Blog Post

RxJava for Multi-Level Data Retrieval

Reinhard Hafenscher
Illustration: RxJava for Multi-Level Data Retrieval

RxJava can be useful for many things, and in this post, we’ll have a look at how to use it to add offline support to your app.

What does offline support mean? It means that our UI needs to get its data from the server as well as some kind of local cache. Grabbing data from the server and caching it on its own isn’t all that complicated, but putting it together in a way that makes sense isn’t necessarily straightforward. In this post, I’ll demonstrate how we did it.

Simple Beginnings

Let’s start with the basic components we’ll use throughout the post, our RemoteDataProvider and our DataCacher:

/** Provides access to data on the server. */
interface RemoteDataProvider {

    /** Queries the server for data. */
    fun getData() : Single<Data>
}

/** Allows you to store and retrieve data from our local cache. */
interface DataCache {

    /** Gets the latest data from our cache. */
    fun getData(): Single<Data>

    /** Puts the data into our cache. */
    fun cacheData(data: Data): Completable
}

Exactly how the interfaces are implemented doesn’t matter, but what does matter is that they are using RxJava to return their data. With the implementation details out of the way, we can take a look at the most straightforward way to use the interfaces:

// DemoActitivity.kt

var currentData: Data = null

private fun fetchData() {
    // Fetch the cached data.

Recorded data:
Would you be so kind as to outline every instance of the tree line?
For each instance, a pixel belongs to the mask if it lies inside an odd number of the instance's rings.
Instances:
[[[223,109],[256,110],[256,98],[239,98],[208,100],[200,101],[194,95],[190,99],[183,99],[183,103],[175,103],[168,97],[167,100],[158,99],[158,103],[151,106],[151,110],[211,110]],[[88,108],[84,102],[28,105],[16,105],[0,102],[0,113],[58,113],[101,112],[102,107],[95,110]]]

Task to complete: Carry the RxJava offline-support post forward, starting right after its last line. The lines above play no part here.

Result of this exercise:
    dataCache.getData()
        .subscribeOn(Schedulers.io())
        .observeOn(AndroidSchedulers.mainThread())
        .subscribeBy(onSuccess = {
            if (currentData == null) {
                // We only want to display the cached data when we have no remote data.
                displayData(it)
            }
        })
    // Fetch the remote data.
    remoteDataProvider
        .getData()
        .subscribeOn(Schedulers.io())
        .observeOn(AndroidSchedulers.mainThread())
        .flatMap {
            // When the request is successful, we want to cache the result.
            dataCache
                .cacheData(it)
                .andThen(Single.just(it))
        }
        .subscribeBy(onSuccess = {
            displayData(it)
        }, onError = {
            displayError(it)
        })
}

As you can see, there’s a lot going on here. We need to query the data from two different sources, we need to make sure that our new data gets put into the cache, we have to worry about the order of the data coming in, and worst of all, we have to do this for every screen in our app.

Stringing Things Together

The next step would be to wrap all the logic from the above code sample in its own class. We can use the ReactiveX concat operator to emit the items of our two sources in a sequence. So let’s create our CachedRemoteDataProvider:

class CachedRemoteDataProvider(private val remoteDataProvider: RemoteDataProvider,
                               private val dataCache: DataCache) {
    // Will return the cached data if it's available. Otherwise, it will perform the network request and then return the data.
    fun getData(): Single<Data> = dataCache.getData()
        .concatWith(remoteDataProvider.getData()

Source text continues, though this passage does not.